GIVEN TASK — Transcribe the entries that follow, word for word.

--- START OF THE DATA ---

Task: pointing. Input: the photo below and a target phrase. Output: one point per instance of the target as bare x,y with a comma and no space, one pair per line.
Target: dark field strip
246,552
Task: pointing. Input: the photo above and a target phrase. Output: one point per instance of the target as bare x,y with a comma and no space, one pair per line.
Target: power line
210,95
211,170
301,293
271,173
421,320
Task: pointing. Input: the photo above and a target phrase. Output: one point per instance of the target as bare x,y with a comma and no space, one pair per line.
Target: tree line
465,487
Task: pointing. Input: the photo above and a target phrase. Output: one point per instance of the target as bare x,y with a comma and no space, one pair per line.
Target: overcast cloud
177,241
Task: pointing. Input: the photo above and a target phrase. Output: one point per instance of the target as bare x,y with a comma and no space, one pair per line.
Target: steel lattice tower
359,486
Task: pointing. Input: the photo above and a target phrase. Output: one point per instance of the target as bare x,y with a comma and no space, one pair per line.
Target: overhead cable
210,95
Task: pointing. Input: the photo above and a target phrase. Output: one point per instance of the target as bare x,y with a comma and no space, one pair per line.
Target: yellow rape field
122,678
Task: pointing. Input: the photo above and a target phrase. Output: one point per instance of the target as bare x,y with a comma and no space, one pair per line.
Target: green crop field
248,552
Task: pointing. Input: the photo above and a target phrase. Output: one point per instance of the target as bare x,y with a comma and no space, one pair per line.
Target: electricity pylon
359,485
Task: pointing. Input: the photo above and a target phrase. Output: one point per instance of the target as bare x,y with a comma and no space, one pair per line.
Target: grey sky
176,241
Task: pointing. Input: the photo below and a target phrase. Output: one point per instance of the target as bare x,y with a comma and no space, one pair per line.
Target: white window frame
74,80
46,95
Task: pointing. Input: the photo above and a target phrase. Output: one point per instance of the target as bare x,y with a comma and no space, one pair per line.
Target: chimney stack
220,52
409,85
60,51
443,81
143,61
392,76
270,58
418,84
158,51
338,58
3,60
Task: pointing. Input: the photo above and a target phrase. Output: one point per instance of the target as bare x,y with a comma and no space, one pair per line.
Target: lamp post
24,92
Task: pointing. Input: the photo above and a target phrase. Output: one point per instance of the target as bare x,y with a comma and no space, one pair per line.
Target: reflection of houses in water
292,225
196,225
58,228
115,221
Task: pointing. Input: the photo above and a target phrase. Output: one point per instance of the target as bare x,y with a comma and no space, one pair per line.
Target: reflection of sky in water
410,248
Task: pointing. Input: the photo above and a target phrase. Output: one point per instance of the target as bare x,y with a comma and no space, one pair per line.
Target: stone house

--- END OF THE DATA ---

ANSWER IN FULL —
Task: pointing. Input: the photo below and a target phrase. Output: one point per instance of the target as bare x,y with a comma and no space, one pair per line.
Target: dark field strip
246,552
Task: pointing. Input: the photo above and a target phrase. Output: one point per instance of the target as bare x,y with a comma and no space, one pair per line.
Target: power line
210,95
211,170
301,293
271,173
421,320
Task: pointing. Input: the photo above and a target phrase. Output: one point per instance of the target as bare x,y with a comma and no space, one pair per line.
Target: tree line
465,487
Task: pointing. Input: the photo above and a target phrase. Output: one point per instance of the target as bare x,y with a comma and no space, one pair per line.
Target: overcast cloud
177,241
Task: pointing. Input: the photo above and a target phrase. Output: one point per instance of the target as bare x,y with a comma and no space, one pair per line.
Target: steel lattice tower
359,486
Task: pointing. Input: the photo above and a target phrase. Output: one point per instance of the target as bare x,y with a comma and no space, one pair per line.
Target: overhead cable
210,95
Task: pointing. Input: the photo above and a target phrase. Output: one point per instance of the target as bare x,y with a comma and no space, one pair per line.
Target: yellow rape field
122,678
Task: pointing. Input: the photo above and a target phrase. Output: one point per instance of the target as bare x,y with a comma and no space, one pair per line.
Target: green crop field
248,552
Task: pointing. Input: the photo above and a target phrase. Output: one point per instance of the target as bare x,y with a comma and no space, one pair per line.
Target: electricity pylon
359,485
Task: pointing. Input: the photo above and a target phrase. Output: one point per instance of the target as bare x,y with a comma and no space, one pair per line.
Target: grey sky
176,241
Task: pointing. Input: the photo below and a target phrase. Output: one point per instance of the target as bare x,y with a comma and no space, one pair per line.
Target: white window frame
74,80
46,95
Task: pointing. Input: the photo above and a target phrase. Output: one point per instance of the target as bare x,y with a comma and no space, one pair per line.
Target: chimney stack
220,52
409,85
60,51
443,81
143,61
392,76
270,58
418,84
158,51
338,58
3,60
Task: pointing. Input: the photo above and a target phrase. Output: one point per instance of the target as bare x,y with a comma and no space, one pair per line.
Target: lamp post
24,92
Task: pointing. Input: the photo above and a target phrase. Output: one point per instance of the target as bare x,y with a comma and no space, one pair per line.
Target: reflection of houses in water
292,225
196,225
58,228
115,221
Task: pointing. Input: the photo above and a target phrase. Output: one point per instance of the target as bare x,y with a comma and no space, one pair per line.
Target: reflection of sky in water
410,248
Task: pointing. Input: the photo above and a target phrase. Output: one point per instance of the target as bare x,y with a comma and no space, one pair per line.
Target: stone house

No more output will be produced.